- _Extracted material_
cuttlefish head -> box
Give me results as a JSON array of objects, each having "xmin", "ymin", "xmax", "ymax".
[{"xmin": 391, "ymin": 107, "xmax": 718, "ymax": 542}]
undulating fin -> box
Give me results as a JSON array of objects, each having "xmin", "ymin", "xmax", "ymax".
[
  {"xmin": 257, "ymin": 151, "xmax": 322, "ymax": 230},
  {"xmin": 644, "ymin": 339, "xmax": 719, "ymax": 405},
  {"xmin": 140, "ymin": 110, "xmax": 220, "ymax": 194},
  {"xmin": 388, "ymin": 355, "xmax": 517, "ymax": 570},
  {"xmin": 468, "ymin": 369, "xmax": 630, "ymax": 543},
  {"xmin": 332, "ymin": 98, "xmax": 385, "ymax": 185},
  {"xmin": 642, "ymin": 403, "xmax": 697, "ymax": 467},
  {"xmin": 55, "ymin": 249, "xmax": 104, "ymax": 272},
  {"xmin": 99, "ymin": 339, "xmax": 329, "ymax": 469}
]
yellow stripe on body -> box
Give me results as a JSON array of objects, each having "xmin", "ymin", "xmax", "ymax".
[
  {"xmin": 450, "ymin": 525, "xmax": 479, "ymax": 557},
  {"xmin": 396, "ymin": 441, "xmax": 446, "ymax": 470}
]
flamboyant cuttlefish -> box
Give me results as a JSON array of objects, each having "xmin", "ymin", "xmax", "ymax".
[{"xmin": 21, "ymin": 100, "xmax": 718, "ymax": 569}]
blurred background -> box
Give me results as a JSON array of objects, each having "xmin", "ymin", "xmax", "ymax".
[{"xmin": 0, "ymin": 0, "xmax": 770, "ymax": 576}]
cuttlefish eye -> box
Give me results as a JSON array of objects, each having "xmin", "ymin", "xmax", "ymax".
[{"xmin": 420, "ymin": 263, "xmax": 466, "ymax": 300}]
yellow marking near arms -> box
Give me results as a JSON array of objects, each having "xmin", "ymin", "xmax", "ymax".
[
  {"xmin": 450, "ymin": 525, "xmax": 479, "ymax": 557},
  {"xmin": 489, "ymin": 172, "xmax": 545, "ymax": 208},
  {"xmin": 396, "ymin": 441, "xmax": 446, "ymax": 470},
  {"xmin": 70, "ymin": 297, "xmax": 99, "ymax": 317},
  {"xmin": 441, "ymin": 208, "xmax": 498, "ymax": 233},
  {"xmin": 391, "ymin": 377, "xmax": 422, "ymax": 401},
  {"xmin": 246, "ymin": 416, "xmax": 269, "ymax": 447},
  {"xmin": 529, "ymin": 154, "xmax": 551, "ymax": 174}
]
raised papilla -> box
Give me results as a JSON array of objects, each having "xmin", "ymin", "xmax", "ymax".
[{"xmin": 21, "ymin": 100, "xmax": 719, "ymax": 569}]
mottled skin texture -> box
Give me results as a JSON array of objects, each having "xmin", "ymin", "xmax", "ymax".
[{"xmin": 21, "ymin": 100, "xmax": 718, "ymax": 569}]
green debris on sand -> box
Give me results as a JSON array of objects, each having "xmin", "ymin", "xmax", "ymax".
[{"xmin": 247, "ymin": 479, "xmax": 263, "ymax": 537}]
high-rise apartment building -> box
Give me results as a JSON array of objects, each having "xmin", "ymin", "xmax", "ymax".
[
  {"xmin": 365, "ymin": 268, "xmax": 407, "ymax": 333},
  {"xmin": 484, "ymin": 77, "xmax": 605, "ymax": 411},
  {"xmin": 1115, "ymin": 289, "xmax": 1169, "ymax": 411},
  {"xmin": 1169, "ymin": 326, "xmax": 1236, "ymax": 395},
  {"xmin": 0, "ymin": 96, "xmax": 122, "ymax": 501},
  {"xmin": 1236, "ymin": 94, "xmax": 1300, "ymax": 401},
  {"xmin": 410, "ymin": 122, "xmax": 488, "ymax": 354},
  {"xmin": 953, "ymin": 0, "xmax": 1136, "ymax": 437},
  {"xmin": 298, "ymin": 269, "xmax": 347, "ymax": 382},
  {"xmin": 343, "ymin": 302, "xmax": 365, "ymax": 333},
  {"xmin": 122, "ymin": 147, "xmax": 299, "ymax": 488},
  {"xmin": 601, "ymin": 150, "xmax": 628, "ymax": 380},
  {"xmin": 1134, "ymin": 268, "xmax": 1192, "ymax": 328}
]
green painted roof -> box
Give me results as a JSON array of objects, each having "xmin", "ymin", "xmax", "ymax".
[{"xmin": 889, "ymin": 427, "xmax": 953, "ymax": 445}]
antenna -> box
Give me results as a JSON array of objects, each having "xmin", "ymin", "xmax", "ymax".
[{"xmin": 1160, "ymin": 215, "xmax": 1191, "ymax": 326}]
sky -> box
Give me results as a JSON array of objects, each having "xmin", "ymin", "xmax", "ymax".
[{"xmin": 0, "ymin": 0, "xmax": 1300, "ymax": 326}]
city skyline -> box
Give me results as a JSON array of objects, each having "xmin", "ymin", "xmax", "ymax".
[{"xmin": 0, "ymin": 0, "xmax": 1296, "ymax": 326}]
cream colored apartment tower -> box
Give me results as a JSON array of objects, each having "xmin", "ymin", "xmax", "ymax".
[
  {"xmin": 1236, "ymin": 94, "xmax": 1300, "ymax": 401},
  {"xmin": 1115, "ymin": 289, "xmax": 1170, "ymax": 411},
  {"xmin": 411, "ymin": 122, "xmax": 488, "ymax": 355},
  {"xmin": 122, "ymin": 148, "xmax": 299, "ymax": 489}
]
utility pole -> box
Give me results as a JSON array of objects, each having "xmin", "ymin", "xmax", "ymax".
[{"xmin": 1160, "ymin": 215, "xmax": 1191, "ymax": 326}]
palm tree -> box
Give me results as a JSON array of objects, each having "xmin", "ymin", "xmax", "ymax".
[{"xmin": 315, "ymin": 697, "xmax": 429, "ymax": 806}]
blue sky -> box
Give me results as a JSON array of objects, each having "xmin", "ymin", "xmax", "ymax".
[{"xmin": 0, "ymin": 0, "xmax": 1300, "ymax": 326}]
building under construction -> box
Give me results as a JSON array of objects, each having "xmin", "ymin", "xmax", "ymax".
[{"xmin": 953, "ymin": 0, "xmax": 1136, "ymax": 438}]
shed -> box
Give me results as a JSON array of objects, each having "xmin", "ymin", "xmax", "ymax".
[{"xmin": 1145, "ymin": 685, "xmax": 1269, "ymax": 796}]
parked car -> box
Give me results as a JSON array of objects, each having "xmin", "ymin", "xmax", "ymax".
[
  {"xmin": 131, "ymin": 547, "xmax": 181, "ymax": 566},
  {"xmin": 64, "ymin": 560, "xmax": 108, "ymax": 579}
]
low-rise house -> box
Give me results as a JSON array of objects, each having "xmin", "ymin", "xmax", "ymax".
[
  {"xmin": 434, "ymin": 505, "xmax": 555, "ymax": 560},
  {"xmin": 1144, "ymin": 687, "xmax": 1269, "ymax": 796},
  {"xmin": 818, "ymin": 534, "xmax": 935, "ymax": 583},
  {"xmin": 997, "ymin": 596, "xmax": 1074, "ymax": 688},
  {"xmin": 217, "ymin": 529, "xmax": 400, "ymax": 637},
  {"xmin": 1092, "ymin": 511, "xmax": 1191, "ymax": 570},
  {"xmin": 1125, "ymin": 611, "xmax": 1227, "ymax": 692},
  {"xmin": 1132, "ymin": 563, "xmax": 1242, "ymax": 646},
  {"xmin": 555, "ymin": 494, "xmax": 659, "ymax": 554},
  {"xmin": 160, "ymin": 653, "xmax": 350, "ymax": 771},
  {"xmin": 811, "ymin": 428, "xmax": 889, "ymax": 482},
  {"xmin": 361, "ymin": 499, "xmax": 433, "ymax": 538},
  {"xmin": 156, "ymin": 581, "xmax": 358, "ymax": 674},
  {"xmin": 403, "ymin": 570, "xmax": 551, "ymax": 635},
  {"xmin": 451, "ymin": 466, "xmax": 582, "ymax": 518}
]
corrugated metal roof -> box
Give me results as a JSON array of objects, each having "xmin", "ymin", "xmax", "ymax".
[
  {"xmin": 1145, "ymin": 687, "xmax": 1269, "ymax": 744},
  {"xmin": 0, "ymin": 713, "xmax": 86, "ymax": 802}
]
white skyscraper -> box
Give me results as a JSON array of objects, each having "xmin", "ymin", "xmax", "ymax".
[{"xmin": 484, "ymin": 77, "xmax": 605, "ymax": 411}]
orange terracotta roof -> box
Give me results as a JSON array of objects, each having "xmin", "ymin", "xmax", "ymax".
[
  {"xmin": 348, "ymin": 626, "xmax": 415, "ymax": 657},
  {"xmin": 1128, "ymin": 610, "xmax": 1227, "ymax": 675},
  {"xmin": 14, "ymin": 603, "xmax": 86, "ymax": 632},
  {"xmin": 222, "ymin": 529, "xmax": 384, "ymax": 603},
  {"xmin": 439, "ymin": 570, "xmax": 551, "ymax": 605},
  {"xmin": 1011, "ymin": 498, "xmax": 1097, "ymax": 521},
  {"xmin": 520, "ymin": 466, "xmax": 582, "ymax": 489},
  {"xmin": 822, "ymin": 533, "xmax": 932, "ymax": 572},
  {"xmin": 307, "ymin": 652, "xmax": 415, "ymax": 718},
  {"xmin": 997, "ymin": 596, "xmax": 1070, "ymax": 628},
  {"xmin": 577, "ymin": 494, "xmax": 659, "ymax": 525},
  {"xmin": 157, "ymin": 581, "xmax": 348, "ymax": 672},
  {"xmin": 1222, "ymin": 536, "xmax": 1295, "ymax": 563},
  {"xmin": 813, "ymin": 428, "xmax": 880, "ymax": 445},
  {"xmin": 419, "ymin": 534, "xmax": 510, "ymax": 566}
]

- _Written instruction_
Extract every line in the records that contains the word "building", copying each line in full. Case counts when matching.

- _Response to this task_
high-rise apartment building -> box
building under construction -> box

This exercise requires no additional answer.